» Ausgangstext

════

Genaue Bedingungen des Deals unbekannt

 

Bisher kann man nur darüber spekulieren, unter welchen Bedingungen der Deal über die Bühne ging und unter welchen Umständen die Gensynthese in Deutschland weitergeführt werden wird. Bekannt ist bisher Folgendes: Der US-Riese Life Technologies (3,3 Milliarden Dollar Jahresumsatz; 9.000 Mitarbeiter) hat knapp 59 Prozent der Geneart-Anteile erworben (38 Prozent von Management und Gründern, namentlich genannt wurden CEO Ralf Wagner, Vorstand Marcus Graf und Mitgründer Hans Wolf, sowie 20 Prozent von den Wagnisinvestoren). Angesichts eines Übernahmepreises von 11,59 Euro pro Aktie bezahlte LifeTech bisher etwa 30,5 Millionen Euro.

 

Die verbleibenden 41 Prozent will Life Technologies in den nächsten Wochen den bisherigen Kleinaktionären abkaufen. Die US-Firma bietet diesen sogar 13,75 Euro pro Aktie. Das ist ein Aufschlag von knapp 21 Prozent auf den Aktienkurs vom vergangenen Freitag – kurz bevor die Übernahme bekannt geworden war.

Aktuell (Dienstag) notiert die Geneart-Aktie in der Nähe dieser Offerte. Der Gesamtpreis für die Regensburger AG dürfte somit etwa 56 Millionen Euro betragen (30,5 plus 25,5 Millionen Euro) - vorausgesetzt, die restlichen Aktionäre geben ihre Papiere zu 13,75 Euro an Life Technologies ab.

════

» Einträge aus einem Datensatz
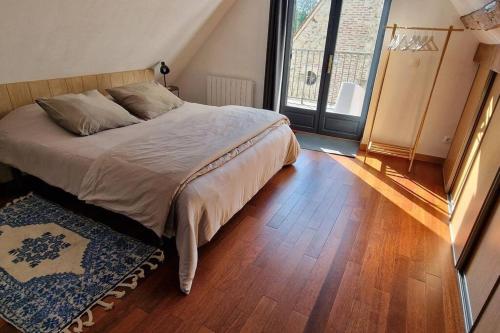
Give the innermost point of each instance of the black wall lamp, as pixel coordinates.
(164, 70)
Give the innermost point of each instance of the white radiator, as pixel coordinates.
(229, 91)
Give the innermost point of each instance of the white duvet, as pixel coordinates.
(204, 162)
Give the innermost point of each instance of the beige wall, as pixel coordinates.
(58, 38)
(409, 79)
(236, 48)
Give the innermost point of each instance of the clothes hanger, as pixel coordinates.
(403, 42)
(423, 43)
(394, 42)
(431, 44)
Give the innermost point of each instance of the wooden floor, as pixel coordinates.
(329, 244)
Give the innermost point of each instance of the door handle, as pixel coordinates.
(330, 64)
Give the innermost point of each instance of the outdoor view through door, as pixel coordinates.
(328, 66)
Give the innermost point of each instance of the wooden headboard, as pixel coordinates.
(14, 95)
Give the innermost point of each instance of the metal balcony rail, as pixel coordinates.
(305, 75)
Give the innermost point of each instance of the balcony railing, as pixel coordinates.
(305, 75)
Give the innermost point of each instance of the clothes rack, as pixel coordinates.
(401, 151)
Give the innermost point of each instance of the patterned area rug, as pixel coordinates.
(56, 265)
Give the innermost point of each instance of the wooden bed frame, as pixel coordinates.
(14, 95)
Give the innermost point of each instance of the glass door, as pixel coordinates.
(328, 67)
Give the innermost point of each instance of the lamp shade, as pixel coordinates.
(164, 68)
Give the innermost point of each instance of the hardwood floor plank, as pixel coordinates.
(329, 244)
(259, 317)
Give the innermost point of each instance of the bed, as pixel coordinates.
(205, 200)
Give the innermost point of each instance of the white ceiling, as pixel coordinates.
(58, 38)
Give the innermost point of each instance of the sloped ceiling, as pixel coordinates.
(58, 38)
(465, 7)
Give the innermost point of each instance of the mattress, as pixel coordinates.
(31, 142)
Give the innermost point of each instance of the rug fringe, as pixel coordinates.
(16, 200)
(134, 277)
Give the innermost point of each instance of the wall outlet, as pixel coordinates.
(447, 139)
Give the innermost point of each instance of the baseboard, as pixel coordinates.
(5, 174)
(418, 157)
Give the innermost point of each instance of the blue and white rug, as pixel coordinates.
(56, 265)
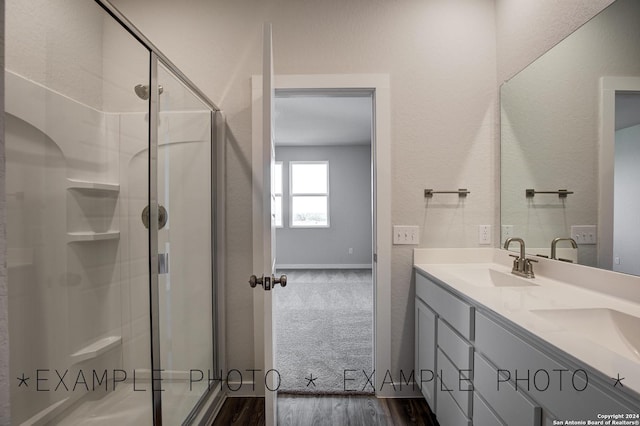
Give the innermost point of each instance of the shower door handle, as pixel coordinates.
(267, 282)
(163, 217)
(163, 263)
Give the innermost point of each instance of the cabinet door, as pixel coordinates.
(425, 359)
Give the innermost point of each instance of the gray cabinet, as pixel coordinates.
(489, 371)
(425, 358)
(450, 324)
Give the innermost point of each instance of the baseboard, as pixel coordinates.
(243, 389)
(400, 390)
(325, 266)
(211, 408)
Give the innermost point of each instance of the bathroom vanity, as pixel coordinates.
(493, 348)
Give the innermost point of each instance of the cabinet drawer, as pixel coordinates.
(564, 393)
(456, 312)
(511, 405)
(455, 382)
(459, 351)
(482, 415)
(448, 413)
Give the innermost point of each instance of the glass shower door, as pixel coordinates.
(185, 285)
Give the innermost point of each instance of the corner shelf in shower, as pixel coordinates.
(76, 237)
(96, 349)
(92, 185)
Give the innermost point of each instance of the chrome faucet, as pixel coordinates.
(521, 265)
(556, 241)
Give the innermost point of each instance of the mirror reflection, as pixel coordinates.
(570, 145)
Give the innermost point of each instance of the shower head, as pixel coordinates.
(143, 91)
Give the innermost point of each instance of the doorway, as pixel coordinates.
(626, 187)
(324, 240)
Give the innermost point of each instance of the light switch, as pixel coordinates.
(406, 235)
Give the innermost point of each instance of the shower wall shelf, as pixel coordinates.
(92, 236)
(87, 184)
(96, 349)
(562, 193)
(462, 192)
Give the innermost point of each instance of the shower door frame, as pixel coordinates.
(217, 231)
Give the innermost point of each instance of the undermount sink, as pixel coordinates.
(606, 327)
(488, 277)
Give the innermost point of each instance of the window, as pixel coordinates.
(277, 193)
(309, 185)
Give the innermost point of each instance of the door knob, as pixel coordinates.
(267, 282)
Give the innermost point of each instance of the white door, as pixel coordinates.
(264, 280)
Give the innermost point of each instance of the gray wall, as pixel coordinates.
(626, 206)
(349, 206)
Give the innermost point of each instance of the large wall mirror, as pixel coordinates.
(570, 131)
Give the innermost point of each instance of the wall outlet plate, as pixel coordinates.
(406, 234)
(584, 234)
(507, 232)
(484, 234)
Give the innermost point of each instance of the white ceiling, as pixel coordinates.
(627, 110)
(322, 120)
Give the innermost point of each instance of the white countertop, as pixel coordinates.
(559, 285)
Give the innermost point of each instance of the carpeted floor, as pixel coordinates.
(324, 331)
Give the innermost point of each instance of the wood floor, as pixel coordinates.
(318, 410)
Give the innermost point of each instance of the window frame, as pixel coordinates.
(292, 195)
(280, 194)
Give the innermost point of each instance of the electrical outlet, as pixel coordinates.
(584, 234)
(484, 234)
(507, 232)
(406, 235)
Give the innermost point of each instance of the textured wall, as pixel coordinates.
(349, 204)
(65, 53)
(5, 412)
(526, 29)
(441, 58)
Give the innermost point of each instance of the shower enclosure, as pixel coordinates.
(110, 222)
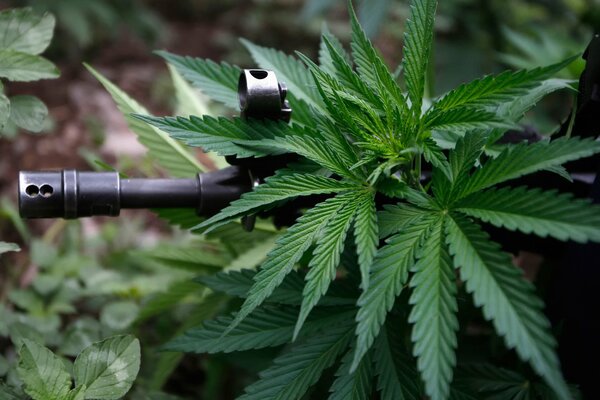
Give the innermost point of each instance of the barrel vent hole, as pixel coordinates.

════

» Fragen zum Material
**1)** Welchen Preis pro Aktie bietet Life Technologies laut dem Bericht über die Geneart-Übernahme den bisherigen Kleinaktionären?
**2)** Setzen Sie den Bericht über die Geneart-Übernahme nach seinem letzten Satz fort.

» Antworten je Aufgabe
**1)** 13,75 Euro pro Aktie.

**2)**
 

Der US-Riese benötigt aber nicht alle Aktien (100 %). Ab 95 % Eigenbesitz könnte Life Technologies die verbliebenen Minderheitsaktionäre gegen Zahlung einer "angemessenen" Abfindung aus dem Unternehmen drängen (und die Geneart AG danach von der Börse nehmen).

Bisher ist nicht bekannt, ob derlei geplant ist.

 

Es verwundert wie oft bei derlei Deals, welch feines Näschen manche Anleger besitzen: Von Mittwoch auf Donnerstag abend, war die Geneart-Aktie von 10,70 auf 11,40 Euro geklettert - obwohl die Übernahme erst am Freitag bekannt gegeben wurde - und schon seit Anfang April war der Geneart-Kurs stetig nach oben geklettert. Irgend jemand hatte also fleißig Aktien eingekauft, die wenig später nochmal kräftig stiegen. Das kann Zufall sein.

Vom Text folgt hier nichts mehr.